◆ Work instructions:
Please count the lines in the listing below that contain the word "green" and give only that number.

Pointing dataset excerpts

--------

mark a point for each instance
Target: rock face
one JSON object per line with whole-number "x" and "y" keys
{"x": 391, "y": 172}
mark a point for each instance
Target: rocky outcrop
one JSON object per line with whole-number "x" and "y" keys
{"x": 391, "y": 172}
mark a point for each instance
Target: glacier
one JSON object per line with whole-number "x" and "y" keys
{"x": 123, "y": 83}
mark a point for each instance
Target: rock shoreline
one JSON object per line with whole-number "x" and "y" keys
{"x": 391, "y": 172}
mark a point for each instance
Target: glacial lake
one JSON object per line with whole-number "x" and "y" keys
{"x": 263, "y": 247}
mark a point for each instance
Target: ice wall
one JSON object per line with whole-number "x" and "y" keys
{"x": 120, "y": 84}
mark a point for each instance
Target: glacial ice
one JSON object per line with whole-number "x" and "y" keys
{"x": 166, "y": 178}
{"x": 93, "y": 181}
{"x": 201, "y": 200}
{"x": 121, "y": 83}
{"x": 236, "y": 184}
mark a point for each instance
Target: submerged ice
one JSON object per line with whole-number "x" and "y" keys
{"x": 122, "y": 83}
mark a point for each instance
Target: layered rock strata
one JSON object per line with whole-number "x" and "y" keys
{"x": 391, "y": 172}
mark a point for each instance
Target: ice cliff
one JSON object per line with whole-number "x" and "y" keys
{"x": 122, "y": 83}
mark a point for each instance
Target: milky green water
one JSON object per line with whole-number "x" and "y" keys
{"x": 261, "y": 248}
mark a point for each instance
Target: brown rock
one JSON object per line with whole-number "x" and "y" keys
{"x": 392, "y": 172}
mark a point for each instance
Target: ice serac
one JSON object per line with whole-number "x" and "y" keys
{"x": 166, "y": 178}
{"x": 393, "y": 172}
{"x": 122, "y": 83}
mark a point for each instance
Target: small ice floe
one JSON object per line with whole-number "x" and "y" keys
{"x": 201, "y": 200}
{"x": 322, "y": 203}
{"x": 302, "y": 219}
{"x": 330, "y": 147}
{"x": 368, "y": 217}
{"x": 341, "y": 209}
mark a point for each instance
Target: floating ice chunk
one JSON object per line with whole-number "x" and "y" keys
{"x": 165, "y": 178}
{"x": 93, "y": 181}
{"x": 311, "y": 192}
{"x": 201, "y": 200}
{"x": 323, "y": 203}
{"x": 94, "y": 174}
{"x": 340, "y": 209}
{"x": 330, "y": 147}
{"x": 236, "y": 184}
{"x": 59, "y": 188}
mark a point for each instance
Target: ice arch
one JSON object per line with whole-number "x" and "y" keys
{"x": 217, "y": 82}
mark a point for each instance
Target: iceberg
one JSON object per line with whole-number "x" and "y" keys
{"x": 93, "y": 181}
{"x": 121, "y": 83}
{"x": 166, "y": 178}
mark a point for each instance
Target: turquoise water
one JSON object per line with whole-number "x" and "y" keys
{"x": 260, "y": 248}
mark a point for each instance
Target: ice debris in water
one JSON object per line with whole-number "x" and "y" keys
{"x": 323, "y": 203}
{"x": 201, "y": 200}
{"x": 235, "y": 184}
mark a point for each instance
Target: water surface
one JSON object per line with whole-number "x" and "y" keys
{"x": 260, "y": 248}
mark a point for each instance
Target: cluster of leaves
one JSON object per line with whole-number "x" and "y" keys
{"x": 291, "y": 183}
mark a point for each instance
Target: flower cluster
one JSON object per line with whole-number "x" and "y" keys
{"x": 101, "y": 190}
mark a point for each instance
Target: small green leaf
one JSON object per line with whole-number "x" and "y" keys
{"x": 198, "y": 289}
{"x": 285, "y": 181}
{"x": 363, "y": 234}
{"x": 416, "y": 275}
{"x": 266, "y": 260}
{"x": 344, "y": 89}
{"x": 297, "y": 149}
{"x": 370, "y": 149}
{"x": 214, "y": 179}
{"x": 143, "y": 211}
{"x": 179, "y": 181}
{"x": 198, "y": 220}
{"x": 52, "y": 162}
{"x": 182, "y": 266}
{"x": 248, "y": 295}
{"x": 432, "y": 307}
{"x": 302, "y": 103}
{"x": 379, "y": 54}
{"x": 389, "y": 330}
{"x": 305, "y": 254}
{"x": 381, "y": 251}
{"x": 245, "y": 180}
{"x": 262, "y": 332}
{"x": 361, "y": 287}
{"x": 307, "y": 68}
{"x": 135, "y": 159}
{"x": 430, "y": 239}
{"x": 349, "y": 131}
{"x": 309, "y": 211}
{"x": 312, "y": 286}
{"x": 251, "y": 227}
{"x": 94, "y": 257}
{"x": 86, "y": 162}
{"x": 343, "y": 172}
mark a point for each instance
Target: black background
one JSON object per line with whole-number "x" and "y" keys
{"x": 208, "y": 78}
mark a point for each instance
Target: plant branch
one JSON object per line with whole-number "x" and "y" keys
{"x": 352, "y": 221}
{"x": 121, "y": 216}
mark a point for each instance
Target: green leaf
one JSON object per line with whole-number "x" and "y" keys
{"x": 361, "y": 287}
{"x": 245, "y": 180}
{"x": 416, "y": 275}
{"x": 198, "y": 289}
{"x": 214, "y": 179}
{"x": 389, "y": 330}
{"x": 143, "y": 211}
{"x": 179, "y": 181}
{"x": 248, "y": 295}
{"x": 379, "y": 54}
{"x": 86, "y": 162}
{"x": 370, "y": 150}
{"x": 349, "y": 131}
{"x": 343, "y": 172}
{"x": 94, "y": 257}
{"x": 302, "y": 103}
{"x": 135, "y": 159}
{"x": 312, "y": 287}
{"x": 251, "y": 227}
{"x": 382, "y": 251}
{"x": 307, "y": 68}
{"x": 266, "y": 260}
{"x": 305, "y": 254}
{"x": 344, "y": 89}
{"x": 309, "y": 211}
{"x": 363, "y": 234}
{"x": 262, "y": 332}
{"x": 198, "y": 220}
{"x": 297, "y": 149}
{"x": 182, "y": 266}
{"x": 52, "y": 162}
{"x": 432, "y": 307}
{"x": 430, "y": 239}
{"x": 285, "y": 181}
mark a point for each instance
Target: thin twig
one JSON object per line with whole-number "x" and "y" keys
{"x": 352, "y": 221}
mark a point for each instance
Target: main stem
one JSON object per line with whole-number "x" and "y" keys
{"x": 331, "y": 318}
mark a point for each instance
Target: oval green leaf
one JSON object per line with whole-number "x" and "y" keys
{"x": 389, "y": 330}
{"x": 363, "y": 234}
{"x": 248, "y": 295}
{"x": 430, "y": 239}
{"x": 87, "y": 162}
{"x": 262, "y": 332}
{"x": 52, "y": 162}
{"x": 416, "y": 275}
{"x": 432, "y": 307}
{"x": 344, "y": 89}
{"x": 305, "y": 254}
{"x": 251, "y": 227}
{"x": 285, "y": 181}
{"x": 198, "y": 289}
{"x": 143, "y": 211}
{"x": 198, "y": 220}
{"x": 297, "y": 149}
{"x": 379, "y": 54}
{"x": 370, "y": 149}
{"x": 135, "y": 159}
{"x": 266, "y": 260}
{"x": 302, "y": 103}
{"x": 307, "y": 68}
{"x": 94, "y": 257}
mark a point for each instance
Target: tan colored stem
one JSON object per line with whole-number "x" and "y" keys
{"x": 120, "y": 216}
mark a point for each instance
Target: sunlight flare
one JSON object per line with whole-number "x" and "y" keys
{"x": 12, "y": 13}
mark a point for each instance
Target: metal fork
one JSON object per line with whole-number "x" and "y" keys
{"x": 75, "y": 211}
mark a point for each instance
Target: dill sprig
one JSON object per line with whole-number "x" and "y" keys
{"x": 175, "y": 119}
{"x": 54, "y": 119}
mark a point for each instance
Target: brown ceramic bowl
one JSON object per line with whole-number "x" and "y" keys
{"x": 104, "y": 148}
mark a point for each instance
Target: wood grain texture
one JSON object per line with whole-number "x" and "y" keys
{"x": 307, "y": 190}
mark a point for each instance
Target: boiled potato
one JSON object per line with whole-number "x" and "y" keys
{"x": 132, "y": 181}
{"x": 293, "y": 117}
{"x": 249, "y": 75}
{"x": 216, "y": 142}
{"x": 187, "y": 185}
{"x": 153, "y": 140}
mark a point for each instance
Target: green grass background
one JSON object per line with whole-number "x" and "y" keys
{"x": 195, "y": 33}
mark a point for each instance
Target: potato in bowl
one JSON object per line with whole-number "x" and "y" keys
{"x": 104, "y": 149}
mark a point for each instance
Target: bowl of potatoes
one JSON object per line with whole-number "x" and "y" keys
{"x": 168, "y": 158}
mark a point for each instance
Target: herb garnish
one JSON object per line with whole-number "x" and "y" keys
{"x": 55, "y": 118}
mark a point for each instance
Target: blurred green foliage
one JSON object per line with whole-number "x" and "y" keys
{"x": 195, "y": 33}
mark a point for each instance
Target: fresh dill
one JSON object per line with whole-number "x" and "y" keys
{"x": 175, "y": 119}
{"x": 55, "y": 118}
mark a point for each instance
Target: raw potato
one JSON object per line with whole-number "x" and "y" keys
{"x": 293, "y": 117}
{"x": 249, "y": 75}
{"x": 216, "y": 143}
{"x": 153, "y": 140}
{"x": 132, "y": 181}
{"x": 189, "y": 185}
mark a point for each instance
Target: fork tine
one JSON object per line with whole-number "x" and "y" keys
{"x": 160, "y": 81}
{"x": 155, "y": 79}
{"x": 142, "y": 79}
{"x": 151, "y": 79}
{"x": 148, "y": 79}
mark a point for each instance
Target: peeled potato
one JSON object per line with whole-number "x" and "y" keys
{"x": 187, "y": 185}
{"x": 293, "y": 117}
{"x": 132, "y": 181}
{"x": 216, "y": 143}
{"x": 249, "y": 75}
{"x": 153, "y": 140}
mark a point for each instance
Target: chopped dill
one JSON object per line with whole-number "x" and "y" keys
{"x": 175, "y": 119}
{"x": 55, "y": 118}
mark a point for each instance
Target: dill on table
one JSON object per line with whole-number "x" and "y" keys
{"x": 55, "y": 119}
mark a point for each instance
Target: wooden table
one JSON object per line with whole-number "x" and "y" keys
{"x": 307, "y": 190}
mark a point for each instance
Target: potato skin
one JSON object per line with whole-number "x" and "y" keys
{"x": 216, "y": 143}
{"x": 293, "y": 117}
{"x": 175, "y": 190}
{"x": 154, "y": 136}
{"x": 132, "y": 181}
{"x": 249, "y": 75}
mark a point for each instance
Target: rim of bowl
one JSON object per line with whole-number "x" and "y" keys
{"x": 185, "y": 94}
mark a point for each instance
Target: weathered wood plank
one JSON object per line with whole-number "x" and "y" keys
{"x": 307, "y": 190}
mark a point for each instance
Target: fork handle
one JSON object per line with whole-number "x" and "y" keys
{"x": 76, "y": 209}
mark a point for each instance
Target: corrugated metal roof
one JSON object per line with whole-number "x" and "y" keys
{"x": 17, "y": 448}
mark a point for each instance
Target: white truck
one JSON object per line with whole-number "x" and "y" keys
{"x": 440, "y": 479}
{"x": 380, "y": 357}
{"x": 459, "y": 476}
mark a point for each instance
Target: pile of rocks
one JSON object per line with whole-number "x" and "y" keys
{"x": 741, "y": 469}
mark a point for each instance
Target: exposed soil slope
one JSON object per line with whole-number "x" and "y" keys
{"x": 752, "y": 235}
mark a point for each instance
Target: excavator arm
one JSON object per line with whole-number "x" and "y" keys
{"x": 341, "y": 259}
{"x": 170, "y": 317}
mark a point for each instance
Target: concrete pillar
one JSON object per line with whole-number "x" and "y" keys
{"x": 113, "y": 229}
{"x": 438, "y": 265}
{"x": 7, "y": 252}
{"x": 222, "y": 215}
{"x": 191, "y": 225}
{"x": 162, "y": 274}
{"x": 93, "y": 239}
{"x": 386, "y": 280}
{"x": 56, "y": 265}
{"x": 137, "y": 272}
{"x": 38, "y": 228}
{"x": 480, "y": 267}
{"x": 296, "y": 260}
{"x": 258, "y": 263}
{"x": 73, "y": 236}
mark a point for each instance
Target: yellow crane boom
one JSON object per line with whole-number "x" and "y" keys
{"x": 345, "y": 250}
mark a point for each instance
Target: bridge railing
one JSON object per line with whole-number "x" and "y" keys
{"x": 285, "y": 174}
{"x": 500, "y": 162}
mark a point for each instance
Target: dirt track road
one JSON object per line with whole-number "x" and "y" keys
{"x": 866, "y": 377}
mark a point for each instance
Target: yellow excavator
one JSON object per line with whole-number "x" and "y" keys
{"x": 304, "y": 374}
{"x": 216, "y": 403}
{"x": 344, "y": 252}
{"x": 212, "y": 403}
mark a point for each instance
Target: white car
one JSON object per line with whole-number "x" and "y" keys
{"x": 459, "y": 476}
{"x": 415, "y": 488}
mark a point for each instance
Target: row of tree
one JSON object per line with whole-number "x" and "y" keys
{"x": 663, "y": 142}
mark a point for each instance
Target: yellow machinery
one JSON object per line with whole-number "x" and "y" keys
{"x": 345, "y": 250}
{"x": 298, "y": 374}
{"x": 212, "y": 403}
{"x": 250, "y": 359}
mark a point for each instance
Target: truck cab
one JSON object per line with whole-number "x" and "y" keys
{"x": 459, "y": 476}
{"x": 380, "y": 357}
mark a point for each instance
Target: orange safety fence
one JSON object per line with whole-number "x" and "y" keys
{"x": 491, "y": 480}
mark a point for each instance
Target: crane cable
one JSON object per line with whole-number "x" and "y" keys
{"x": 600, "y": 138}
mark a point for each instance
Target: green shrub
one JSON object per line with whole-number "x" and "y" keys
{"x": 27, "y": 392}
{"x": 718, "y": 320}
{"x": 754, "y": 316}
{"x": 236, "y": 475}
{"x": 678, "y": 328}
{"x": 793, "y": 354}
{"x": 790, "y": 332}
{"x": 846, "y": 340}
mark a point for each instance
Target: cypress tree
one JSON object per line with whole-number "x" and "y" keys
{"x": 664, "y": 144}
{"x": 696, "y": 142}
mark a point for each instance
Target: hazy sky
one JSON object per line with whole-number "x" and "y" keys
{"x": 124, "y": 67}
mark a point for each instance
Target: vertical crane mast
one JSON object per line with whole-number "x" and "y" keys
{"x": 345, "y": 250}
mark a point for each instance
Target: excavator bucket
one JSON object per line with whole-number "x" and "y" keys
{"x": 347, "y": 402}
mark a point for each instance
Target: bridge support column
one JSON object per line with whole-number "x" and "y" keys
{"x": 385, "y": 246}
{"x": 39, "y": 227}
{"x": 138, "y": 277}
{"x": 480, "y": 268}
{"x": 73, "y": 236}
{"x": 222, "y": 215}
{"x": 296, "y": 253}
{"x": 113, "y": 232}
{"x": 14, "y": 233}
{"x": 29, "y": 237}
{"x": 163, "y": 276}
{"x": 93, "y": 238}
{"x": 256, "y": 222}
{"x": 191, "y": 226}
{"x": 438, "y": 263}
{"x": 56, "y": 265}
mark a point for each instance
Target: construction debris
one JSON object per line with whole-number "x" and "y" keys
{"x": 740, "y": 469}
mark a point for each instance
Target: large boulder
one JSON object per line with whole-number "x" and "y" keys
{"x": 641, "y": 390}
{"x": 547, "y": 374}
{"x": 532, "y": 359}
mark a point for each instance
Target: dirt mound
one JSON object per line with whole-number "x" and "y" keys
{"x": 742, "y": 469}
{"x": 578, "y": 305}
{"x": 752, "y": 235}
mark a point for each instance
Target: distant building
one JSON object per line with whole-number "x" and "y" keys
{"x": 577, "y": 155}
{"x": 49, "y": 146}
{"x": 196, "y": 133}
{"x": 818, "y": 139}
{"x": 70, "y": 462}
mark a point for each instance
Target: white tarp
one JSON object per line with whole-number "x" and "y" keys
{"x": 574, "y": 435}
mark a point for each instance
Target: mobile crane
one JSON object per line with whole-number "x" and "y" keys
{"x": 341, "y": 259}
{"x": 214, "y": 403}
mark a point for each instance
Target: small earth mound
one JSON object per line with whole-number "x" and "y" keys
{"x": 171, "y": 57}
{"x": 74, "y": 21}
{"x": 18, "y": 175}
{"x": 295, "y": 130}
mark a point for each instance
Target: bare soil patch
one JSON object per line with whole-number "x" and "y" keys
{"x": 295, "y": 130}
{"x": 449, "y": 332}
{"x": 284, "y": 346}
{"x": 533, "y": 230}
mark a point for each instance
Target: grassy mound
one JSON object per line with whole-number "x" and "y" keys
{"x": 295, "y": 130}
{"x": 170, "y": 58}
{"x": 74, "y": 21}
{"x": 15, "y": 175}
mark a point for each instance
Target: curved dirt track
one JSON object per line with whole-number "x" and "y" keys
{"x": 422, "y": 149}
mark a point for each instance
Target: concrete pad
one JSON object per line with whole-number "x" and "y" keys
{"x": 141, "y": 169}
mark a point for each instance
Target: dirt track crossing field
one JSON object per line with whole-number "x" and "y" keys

--------

◆ Correct response:
7